Scan the material that follows. Copy every line containing the word "spectator".

%%

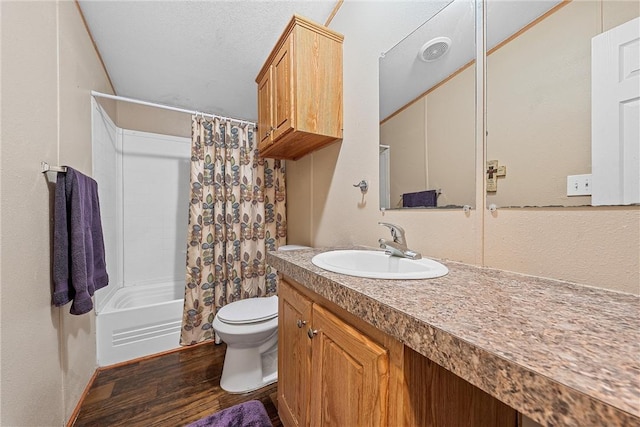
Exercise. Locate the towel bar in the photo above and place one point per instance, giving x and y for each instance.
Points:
(46, 168)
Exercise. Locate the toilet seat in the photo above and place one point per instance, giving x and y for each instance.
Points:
(252, 310)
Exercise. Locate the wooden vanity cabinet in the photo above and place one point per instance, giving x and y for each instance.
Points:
(330, 372)
(294, 370)
(334, 369)
(300, 91)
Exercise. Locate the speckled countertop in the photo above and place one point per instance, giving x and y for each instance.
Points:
(558, 352)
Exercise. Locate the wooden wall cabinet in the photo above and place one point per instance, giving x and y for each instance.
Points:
(300, 91)
(337, 370)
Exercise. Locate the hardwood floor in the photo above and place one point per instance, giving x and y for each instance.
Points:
(169, 390)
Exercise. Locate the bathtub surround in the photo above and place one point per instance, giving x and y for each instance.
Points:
(143, 176)
(236, 213)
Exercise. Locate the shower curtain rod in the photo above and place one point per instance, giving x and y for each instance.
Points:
(166, 107)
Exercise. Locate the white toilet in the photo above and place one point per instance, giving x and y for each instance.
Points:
(249, 327)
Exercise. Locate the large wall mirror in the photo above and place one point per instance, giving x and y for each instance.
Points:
(427, 113)
(542, 120)
(539, 99)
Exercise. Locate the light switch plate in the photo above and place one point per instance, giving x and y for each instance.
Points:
(579, 185)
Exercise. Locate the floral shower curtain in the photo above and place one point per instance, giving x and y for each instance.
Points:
(236, 213)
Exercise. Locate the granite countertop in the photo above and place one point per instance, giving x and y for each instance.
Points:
(558, 352)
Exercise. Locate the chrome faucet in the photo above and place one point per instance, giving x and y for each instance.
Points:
(399, 245)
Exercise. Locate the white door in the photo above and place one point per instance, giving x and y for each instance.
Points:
(615, 115)
(385, 186)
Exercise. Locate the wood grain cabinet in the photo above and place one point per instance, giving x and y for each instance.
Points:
(333, 373)
(300, 91)
(337, 370)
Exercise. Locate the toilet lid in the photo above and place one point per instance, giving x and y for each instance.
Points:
(249, 310)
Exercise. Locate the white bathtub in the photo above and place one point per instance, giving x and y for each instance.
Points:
(139, 321)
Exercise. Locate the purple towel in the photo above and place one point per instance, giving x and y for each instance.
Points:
(248, 414)
(79, 267)
(427, 198)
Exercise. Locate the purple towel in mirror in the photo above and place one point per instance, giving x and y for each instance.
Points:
(418, 199)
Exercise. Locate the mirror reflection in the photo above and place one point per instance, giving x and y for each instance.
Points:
(427, 112)
(539, 103)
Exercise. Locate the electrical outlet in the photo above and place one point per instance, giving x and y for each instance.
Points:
(579, 185)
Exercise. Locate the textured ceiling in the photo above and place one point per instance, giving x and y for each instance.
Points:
(199, 55)
(205, 55)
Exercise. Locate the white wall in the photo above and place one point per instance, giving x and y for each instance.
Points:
(48, 68)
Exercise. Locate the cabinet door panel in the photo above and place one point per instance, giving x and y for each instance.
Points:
(350, 375)
(264, 111)
(283, 89)
(294, 360)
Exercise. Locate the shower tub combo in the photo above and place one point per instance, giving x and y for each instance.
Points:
(143, 187)
(138, 321)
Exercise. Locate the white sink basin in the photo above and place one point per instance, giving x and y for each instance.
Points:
(378, 265)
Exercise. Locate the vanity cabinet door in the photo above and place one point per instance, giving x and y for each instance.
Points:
(294, 359)
(350, 375)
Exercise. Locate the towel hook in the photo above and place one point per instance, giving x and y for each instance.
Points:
(364, 186)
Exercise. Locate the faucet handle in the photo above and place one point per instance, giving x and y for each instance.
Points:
(397, 232)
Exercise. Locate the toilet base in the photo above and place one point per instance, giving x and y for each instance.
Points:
(248, 369)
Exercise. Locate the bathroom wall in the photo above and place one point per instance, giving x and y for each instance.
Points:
(49, 66)
(593, 246)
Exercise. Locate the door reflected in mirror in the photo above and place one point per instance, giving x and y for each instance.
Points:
(427, 112)
(539, 97)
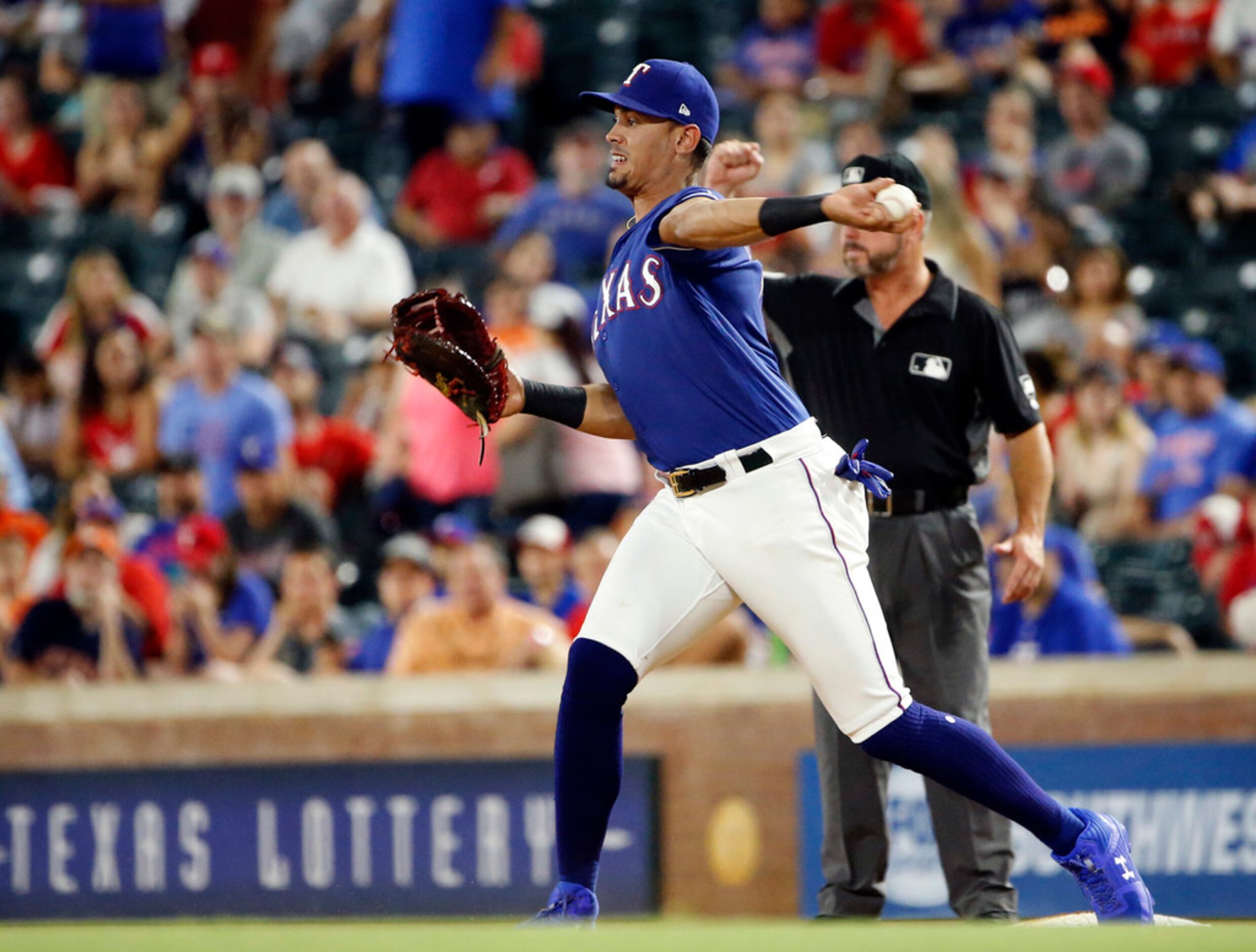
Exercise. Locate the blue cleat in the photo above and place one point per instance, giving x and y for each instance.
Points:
(1105, 872)
(571, 905)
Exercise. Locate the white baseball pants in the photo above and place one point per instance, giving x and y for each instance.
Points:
(790, 540)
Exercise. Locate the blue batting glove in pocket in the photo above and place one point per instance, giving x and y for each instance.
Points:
(853, 466)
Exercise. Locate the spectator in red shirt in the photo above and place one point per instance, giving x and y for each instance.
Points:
(114, 424)
(332, 454)
(93, 504)
(1170, 42)
(861, 41)
(98, 298)
(461, 193)
(30, 160)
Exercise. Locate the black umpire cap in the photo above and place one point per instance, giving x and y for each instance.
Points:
(891, 165)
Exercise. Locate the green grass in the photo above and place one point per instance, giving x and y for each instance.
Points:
(630, 936)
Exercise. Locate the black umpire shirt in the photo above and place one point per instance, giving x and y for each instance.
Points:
(923, 392)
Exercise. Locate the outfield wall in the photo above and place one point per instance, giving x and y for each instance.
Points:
(725, 746)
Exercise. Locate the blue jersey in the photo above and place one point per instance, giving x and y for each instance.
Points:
(680, 335)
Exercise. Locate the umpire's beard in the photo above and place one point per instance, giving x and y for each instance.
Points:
(868, 266)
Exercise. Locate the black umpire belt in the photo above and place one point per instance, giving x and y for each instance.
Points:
(691, 483)
(913, 503)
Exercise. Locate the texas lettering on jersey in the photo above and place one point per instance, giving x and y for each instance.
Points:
(627, 288)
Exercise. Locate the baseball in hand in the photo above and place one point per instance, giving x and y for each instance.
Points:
(899, 200)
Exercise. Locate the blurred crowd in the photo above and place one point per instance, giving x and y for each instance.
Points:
(208, 466)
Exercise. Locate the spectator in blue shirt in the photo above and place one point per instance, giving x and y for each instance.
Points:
(1151, 364)
(1231, 191)
(1063, 617)
(221, 412)
(405, 580)
(775, 53)
(440, 58)
(989, 35)
(220, 609)
(543, 557)
(1200, 440)
(576, 210)
(180, 496)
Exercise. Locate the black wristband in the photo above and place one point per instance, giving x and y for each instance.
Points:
(563, 405)
(781, 215)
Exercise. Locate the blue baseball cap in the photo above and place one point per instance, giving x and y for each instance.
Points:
(1200, 357)
(1162, 337)
(669, 91)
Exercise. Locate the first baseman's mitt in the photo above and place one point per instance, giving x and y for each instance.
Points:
(442, 338)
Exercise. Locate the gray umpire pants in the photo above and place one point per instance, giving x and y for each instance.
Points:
(930, 573)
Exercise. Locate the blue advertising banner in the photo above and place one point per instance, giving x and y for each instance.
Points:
(1190, 811)
(362, 839)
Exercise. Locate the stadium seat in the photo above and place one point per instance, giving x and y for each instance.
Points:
(1157, 580)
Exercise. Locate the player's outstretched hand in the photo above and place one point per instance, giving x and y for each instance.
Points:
(853, 466)
(856, 205)
(514, 395)
(1025, 551)
(731, 165)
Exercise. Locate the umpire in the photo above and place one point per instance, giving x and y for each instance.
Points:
(903, 356)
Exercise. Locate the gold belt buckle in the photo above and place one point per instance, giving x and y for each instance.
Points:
(676, 490)
(872, 505)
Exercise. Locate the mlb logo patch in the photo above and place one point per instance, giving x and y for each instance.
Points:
(936, 369)
(1030, 392)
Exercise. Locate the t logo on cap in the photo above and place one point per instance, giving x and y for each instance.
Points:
(666, 90)
(639, 68)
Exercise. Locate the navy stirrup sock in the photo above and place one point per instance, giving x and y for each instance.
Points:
(963, 758)
(588, 755)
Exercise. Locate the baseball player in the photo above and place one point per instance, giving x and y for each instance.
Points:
(756, 505)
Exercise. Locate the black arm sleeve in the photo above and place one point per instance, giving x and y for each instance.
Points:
(563, 405)
(1003, 380)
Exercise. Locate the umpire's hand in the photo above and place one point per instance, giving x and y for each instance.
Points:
(1028, 556)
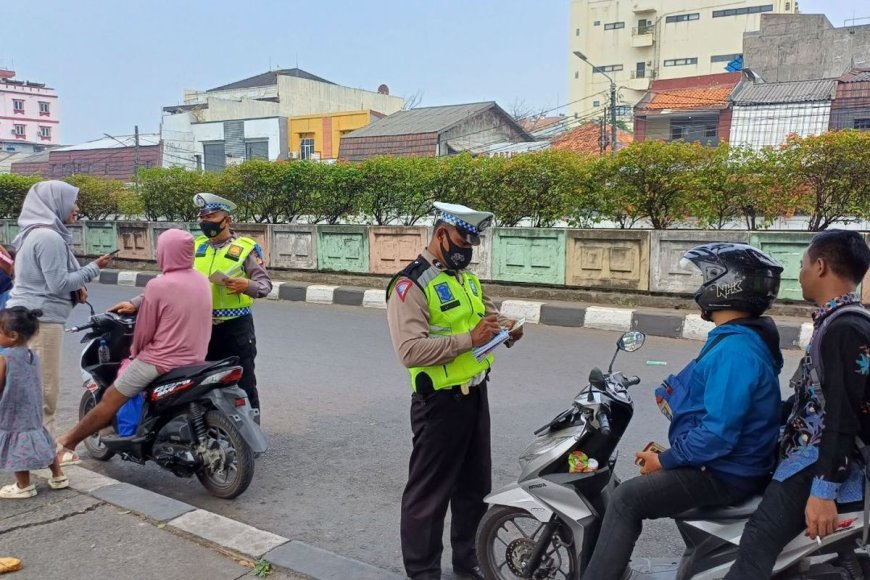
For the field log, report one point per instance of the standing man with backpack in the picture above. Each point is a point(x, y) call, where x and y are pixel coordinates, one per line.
point(819, 463)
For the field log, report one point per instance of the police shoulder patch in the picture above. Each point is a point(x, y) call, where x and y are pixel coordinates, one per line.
point(402, 288)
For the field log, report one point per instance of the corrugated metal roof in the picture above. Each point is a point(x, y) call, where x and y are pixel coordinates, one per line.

%%

* [Task solution]
Exercise. Locate the spectator in red shirt in the photo above and place one point per instance, giving x and y for each instance.
Exercise. Locate the spectator in blue shirt in the photo above and place one point per instance, giving x and y for each instance.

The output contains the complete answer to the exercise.